_WORK REQUEST_:
All lines from the first one in the listing below to the one holding "Target: bush", inclusive, are to be copied exactly.

RECORDED INFORMATION below:

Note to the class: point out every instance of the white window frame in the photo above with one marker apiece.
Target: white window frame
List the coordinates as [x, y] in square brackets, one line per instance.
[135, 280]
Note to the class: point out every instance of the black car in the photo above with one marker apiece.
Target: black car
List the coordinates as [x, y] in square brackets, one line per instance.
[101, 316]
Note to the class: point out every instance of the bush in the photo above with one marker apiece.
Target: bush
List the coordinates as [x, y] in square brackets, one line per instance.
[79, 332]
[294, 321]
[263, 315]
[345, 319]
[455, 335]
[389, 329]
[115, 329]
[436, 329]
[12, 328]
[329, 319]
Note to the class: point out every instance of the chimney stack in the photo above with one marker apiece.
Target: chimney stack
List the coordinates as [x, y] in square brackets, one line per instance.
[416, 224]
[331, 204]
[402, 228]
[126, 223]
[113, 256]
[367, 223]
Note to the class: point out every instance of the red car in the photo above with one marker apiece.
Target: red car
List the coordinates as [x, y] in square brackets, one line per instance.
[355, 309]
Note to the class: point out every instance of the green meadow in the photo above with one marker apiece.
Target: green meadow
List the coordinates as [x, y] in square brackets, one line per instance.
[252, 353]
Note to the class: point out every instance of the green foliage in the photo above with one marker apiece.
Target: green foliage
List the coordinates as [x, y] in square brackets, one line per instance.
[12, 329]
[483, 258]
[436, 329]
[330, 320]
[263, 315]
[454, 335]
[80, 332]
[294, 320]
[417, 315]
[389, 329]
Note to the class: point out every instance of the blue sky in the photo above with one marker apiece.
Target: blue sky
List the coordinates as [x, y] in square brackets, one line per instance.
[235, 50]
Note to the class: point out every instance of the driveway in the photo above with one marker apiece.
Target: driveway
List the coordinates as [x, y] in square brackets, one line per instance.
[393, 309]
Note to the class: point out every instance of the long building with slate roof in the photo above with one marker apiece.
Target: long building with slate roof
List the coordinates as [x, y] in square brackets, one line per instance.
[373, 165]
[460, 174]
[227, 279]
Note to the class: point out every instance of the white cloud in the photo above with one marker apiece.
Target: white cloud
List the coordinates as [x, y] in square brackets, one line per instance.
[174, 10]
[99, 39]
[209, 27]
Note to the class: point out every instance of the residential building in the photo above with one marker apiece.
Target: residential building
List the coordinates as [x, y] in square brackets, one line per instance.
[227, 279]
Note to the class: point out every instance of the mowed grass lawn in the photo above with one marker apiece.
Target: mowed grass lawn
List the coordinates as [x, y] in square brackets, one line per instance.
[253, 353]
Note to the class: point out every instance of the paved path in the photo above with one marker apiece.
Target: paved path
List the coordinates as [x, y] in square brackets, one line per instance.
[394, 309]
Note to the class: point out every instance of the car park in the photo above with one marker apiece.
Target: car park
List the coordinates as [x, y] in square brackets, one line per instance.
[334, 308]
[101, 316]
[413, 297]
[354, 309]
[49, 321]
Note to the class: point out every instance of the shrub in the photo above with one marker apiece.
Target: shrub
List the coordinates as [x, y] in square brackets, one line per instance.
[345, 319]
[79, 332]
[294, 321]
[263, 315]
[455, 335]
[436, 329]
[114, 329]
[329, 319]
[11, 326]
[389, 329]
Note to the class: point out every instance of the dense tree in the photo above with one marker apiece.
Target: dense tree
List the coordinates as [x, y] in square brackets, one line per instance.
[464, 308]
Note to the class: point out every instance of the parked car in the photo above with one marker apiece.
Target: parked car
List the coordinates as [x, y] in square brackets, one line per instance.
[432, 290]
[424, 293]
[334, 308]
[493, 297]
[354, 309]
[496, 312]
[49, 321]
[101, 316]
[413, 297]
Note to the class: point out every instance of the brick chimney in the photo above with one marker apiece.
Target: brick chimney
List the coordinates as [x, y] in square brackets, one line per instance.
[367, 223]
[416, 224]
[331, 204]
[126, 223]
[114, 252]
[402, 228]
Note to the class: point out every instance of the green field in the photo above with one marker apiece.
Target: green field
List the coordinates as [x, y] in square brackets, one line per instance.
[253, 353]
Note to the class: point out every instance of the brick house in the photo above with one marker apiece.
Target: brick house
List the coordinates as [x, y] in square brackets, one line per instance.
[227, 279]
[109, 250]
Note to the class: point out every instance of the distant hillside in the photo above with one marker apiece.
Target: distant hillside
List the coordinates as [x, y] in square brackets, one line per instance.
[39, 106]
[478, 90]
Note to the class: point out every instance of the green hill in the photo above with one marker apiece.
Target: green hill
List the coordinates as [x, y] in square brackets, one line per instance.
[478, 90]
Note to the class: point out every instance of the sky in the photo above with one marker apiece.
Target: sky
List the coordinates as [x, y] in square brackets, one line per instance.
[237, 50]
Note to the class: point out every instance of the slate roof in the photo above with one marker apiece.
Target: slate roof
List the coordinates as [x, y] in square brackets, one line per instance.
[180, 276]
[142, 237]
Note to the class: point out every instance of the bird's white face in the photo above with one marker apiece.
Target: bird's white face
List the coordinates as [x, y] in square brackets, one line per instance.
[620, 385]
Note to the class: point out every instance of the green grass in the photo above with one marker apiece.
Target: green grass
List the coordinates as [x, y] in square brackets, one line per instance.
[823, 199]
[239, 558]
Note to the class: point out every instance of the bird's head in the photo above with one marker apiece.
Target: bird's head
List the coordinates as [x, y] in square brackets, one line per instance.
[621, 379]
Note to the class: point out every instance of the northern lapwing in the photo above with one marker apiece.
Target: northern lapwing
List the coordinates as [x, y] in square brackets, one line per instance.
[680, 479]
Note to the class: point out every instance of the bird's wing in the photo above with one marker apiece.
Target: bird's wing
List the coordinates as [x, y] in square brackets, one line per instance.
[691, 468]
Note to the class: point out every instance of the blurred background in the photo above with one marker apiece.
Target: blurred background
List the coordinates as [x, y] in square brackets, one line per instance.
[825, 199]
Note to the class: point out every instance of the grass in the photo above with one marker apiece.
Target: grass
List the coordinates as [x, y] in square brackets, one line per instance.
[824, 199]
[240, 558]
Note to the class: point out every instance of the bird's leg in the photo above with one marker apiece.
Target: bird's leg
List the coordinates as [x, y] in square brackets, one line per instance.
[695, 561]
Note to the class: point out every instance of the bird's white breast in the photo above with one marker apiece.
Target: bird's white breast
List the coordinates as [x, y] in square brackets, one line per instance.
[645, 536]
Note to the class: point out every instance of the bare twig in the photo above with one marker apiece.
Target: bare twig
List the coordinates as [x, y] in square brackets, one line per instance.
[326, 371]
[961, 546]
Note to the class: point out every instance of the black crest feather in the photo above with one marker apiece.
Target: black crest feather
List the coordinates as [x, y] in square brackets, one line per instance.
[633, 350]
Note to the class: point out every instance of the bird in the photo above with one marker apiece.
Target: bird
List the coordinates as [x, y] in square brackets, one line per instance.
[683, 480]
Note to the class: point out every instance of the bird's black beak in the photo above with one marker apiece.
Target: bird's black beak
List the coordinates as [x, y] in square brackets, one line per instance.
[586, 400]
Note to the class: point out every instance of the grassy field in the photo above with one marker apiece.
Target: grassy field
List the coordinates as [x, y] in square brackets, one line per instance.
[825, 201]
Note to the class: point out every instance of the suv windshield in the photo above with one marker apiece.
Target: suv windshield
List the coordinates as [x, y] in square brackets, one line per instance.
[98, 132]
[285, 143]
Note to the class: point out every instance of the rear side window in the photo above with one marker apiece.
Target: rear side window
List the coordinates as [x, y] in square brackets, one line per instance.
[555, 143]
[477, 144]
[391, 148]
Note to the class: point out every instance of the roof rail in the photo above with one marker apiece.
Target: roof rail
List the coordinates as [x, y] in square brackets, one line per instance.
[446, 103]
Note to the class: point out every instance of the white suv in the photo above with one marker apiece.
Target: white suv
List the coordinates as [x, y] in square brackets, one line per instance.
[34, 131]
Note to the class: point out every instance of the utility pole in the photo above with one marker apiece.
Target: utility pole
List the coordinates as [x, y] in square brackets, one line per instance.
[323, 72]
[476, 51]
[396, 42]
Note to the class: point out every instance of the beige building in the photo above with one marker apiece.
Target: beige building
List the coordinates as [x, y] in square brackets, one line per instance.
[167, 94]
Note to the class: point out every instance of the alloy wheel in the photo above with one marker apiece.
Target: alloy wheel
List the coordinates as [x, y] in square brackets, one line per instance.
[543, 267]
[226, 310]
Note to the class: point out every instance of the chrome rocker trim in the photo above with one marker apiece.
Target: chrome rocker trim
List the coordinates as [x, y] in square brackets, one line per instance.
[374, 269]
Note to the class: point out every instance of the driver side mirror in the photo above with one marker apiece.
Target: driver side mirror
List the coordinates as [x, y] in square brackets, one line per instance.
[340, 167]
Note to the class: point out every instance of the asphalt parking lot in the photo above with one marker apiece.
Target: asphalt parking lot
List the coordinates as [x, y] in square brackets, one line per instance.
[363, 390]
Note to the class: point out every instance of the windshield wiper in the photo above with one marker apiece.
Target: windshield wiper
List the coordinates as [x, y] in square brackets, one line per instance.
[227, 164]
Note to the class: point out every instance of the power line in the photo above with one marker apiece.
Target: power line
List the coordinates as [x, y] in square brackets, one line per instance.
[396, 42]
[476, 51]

End of RECORDED INFORMATION.

_ANSWER TO THIS PROBLEM_:
Note to the class: point out every instance of the white window frame in the photo above with one marker apiece.
Target: white window frame
List the coordinates as [x, y] in square brackets, one line per instance.
[135, 280]
Note to the class: point out every instance of the black car in the photo above with one marker apiece.
Target: black car
List the coordinates as [x, y] in square brackets, one line per instance.
[101, 316]
Note to the class: point out every instance of the bush in the photo above with one marker apiece.
Target: bush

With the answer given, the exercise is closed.